::: SOURCE MATERIAL
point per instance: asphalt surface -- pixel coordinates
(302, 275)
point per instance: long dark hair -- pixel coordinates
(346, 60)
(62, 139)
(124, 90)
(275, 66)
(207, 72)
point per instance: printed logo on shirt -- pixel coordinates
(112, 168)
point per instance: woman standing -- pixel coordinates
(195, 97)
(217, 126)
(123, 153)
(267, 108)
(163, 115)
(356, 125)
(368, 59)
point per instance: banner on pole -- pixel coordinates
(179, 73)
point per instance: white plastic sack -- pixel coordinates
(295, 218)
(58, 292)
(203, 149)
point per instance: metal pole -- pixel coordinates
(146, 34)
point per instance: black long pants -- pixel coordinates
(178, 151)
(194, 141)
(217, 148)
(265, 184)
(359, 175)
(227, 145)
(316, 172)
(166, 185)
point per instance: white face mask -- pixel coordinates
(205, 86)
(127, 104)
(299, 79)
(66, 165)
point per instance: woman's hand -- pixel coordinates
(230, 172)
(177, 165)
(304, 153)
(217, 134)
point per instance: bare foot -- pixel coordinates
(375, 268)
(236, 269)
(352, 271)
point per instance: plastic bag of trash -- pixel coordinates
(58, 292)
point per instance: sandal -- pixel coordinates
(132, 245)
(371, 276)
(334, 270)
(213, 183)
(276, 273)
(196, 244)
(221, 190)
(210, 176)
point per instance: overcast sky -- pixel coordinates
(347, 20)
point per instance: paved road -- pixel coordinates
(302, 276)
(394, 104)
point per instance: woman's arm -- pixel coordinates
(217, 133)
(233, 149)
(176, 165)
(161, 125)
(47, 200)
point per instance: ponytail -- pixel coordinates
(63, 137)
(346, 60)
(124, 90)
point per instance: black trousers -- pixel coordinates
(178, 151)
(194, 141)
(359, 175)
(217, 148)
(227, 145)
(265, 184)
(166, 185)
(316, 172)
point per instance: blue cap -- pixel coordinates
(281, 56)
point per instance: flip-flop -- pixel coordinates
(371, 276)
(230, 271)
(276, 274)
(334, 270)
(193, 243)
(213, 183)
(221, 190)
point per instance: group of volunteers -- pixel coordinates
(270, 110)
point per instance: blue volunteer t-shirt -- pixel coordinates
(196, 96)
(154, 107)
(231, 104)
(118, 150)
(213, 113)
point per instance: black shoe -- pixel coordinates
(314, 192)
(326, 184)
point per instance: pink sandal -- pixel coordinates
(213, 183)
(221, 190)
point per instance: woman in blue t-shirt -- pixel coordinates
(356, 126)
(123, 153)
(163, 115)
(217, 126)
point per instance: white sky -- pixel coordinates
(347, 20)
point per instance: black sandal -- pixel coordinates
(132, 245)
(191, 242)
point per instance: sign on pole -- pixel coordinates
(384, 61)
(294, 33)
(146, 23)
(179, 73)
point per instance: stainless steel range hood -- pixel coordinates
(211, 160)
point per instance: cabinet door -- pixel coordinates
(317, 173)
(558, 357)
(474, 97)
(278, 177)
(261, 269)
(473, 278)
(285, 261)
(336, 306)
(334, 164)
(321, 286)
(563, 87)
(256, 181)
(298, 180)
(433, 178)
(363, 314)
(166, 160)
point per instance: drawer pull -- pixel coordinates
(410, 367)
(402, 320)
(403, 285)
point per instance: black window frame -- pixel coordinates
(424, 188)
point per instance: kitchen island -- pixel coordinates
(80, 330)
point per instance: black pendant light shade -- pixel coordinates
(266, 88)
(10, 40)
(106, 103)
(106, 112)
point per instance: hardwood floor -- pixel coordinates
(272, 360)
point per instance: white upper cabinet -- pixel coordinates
::::::
* **EXERCISE**
Your task is to restate all of the records above word for word.

* **YOUR RESPONSE**
point per instance: asphalt surface -- pixel coordinates
(302, 275)
point per instance: long dark hair -- pixel coordinates
(346, 60)
(62, 139)
(124, 90)
(275, 66)
(207, 72)
point per instance: printed logo on shirt -- pixel coordinates
(112, 168)
point per instance: woman standing -- pixel coordinates
(195, 97)
(217, 126)
(123, 153)
(267, 108)
(163, 115)
(356, 125)
(368, 59)
point per instance: banner on pole -- pixel coordinates
(179, 73)
point per instance: white plastic sack -- pixel coordinates
(295, 218)
(58, 292)
(203, 149)
point per instance: metal pole -- pixel coordinates
(146, 34)
point per instance: black long pants -- pixel coordinates
(178, 151)
(194, 141)
(217, 148)
(265, 184)
(359, 175)
(227, 145)
(316, 172)
(166, 185)
point per instance: white face mask -- pixel coordinates
(205, 86)
(127, 104)
(299, 79)
(66, 165)
point per instance: woman's hand -- pixel coordinates
(230, 172)
(177, 165)
(304, 153)
(217, 134)
point per instance: bare foot -- pixel coordinates
(375, 268)
(236, 269)
(352, 271)
point per instance: plastic bag of trash -- pixel coordinates
(58, 292)
point per instance: sandal -- pixel coordinates
(132, 245)
(371, 276)
(334, 270)
(213, 183)
(276, 273)
(196, 244)
(221, 190)
(210, 176)
point per instance: overcast sky -- pixel coordinates
(347, 20)
point per instance: paved road -- pixel coordinates
(302, 276)
(394, 104)
point per instance: woman's arm -- pixel coordinates
(217, 133)
(233, 149)
(176, 165)
(161, 125)
(47, 200)
point per instance: ponytail -- pixel coordinates
(63, 137)
(346, 60)
(124, 90)
point per instance: black trousers -- pixel coordinates
(178, 151)
(194, 141)
(359, 175)
(217, 148)
(227, 145)
(265, 184)
(166, 185)
(316, 172)
point per instance: blue cap -- pixel coordinates
(281, 56)
point per instance: flip-flop -- pixel coordinates
(371, 276)
(230, 271)
(276, 274)
(334, 270)
(193, 243)
(213, 183)
(221, 190)
point per instance: group of volunteers -- pixel coordinates
(270, 110)
point per instance: blue volunteer t-shirt -- pixel coordinates
(196, 96)
(154, 107)
(231, 104)
(118, 150)
(213, 113)
point per instance: black shoe -- pixel coordinates
(314, 192)
(326, 184)
point per instance: pink sandal -- pixel coordinates
(213, 183)
(221, 190)
point per instance: woman in blue t-shirt -- pixel coordinates
(356, 126)
(123, 153)
(163, 115)
(217, 126)
point per instance: white sky -- pixel coordinates
(347, 20)
point per instance: black sandal -- pixel coordinates
(132, 245)
(191, 242)
point per instance: sign on pole -- pixel coordinates
(384, 61)
(294, 33)
(146, 23)
(179, 73)
point per instance: stainless steel range hood -- pixel coordinates
(211, 160)
point per instance: cabinet door -- pixel coordinates
(317, 173)
(558, 357)
(474, 97)
(278, 177)
(261, 269)
(473, 278)
(285, 261)
(336, 306)
(334, 164)
(321, 286)
(563, 87)
(256, 181)
(298, 180)
(433, 178)
(363, 314)
(166, 160)
point per instance: drawer pull -- pixel coordinates
(410, 367)
(402, 320)
(403, 285)
point per instance: black window frame -- pixel coordinates
(424, 188)
point per instance: kitchen island -- pixel coordinates
(80, 330)
point per instance: black pendant light shade -- pixel coordinates
(266, 88)
(10, 40)
(106, 103)
(106, 112)
point per instance: hardwood floor -- pixel coordinates
(272, 360)
point per instance: white upper cabinet -- pixel coordinates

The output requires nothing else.